Craig A. Gillen, Gillen, Parker & Withers, LLC, Atlanta, GA, Timothy W. Boyd, Miller, Hamilton, Snider & Odom, LLC, Atlanta, GA, for Ali.
Ernesto H. Molina, Jr., David V. Bernal, Anthony Cardozo Payne, Jamie M. Dowd, U.S. Dept. of Justice, OIL-Civ. Div., Washington, DC, for Respondent.
Petition for Review of a Decision of the Board of Immigration Appeals.
Before CARNES, WILSON and PRYOR, Circuit Judges.
Mohammed Salim Ali, a citizen and native of Pakistan, petitions for review of the Board of Immigration Appeals’s (“BIA”) order denying his motion to reopen removal proceedings. At his removal hearing, Ali conceded removability on several grounds, including his conviction in Georgia state court for child molestation, but sought relief under the Convention Against Torture (“CAT”). The immigration judge (“IJ”) denied withholding of removal under CAT, and the BIA affirmed. Thereafter, Ali’s extraordinary motion for a new trial on his child molestation offense was granted by a Georgia state court, as was the State of Georgia’s motion to nolle prosse charges. Ali then filed a motion with the BIA to reopen his removal proceedings, arguing that he no longer had a “conviction” for purposes of the Immigration and Nationality Act (“INA”). In addition, Ali produced an uncertified copy of a pardon that he had purportedly received from the State. The BIA denied Ali’s motion to reopen, and he now seeks review in this Court. We deny Ali’s petition.

════════════════════

## Exercise tasks
1 > Name every attorney the court opinion lists as counsel for Respondent.
2 > Please switch "Respondent" to "the Government" and write out the court opinion from "Craig A. Gillen, Gillen, Parker" up to and including "of Immigration Appeals." with that change.
3 > Carry the court opinion on past its last sentence.
The listing after this point is separate material, not part of the court opinion.

## Available data
════════════════════

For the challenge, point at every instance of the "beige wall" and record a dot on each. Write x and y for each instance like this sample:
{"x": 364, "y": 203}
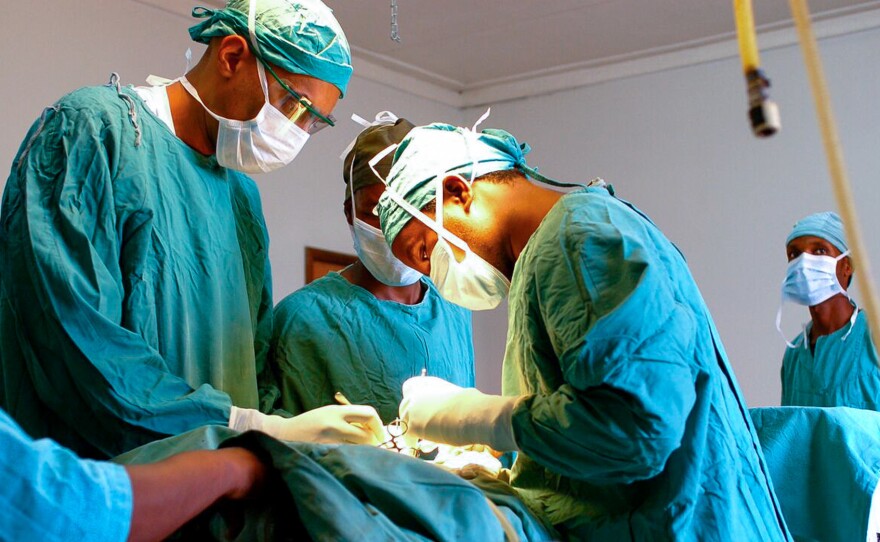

════════════════════

## Written answers
1 > Ernesto H. Molina, Jr.; David V. Bernal; Anthony Cardozo Payne; Jamie M. Dowd

2 >
Craig A. Gillen, Gillen, Parker & Withers, LLC, Atlanta, GA, Timothy W. Boyd, Miller, Hamilton, Snider & Odom, LLC, Atlanta, GA, for Ali.
Ernesto H. Molina, Jr., David V. Bernal, Anthony Cardozo Payne, Jamie M. Dowd, U.S. Dept. of Justice, OIL-Civ. Div., Washington, DC, for the Government.
Petition for Review of a Decision of the Board of Immigration Appeals.

3 >
Ali entered the United States in 1991 as a nonimmigrant visitor. In October of 1993, he pled guilty in the Superior Court of Clayton County, Georgia, to two counts of chd molestation and was sentenced to five years’ probation on each count, to be served concurrently. This sentence was imposed under Georgia’s First Offender Act, which allows a first time felony offender to be placed on probation (or sentenced to confinement) and serve out that probation or confinement without receiving an adjudication of guilt. See O.C.G.A. § 42-8-60 et seq. In 1996, Ali married a lawful permanent resident, by whom he now has two U.S. citizen daughters. Ali adjusted of his status to that of a lawful permanent resident in 2000. His I-485 application for permanent residence responded “NO” to the question of whether he had been “arrested, cited, charged, indicted, fined or imprisoned for breaking or violating; any law or ordinance, excluding traffic violations.”
In May of 2002, the Immigration and Naturalization Service (“INS”) issued Ali a Notice to Appear (“NTA”) charging him with removability under 8 U.S.C. § 1227(a)(2)(A)(iii), as an alien convicted of an aggravated felony, namely, a crime related to the sexual abuse of a minor.FN1 In September of 2002, the INS lodged additional charges against Ali, alleging that he was removable under 8 U.S.C. § 1227(a)(1)(A), as an alien who was inadmissible at the time of the adjustment of his status because (1) he had been convicted of a crime involving moral turpitude, and (2) he had sought to procure an immigration benefit by willfully misrepresenting a material fact. Ali appeared through counsel at the removal hearing and conceded removability on the charge made against him in the NTA, as well as the additional charges described above. However, he applied for withholding of removal under the Convention Against Torture (“CAT”), because he believed he would be jailed and tortured upon his return to Pakistan (in part because of his child molestation offense).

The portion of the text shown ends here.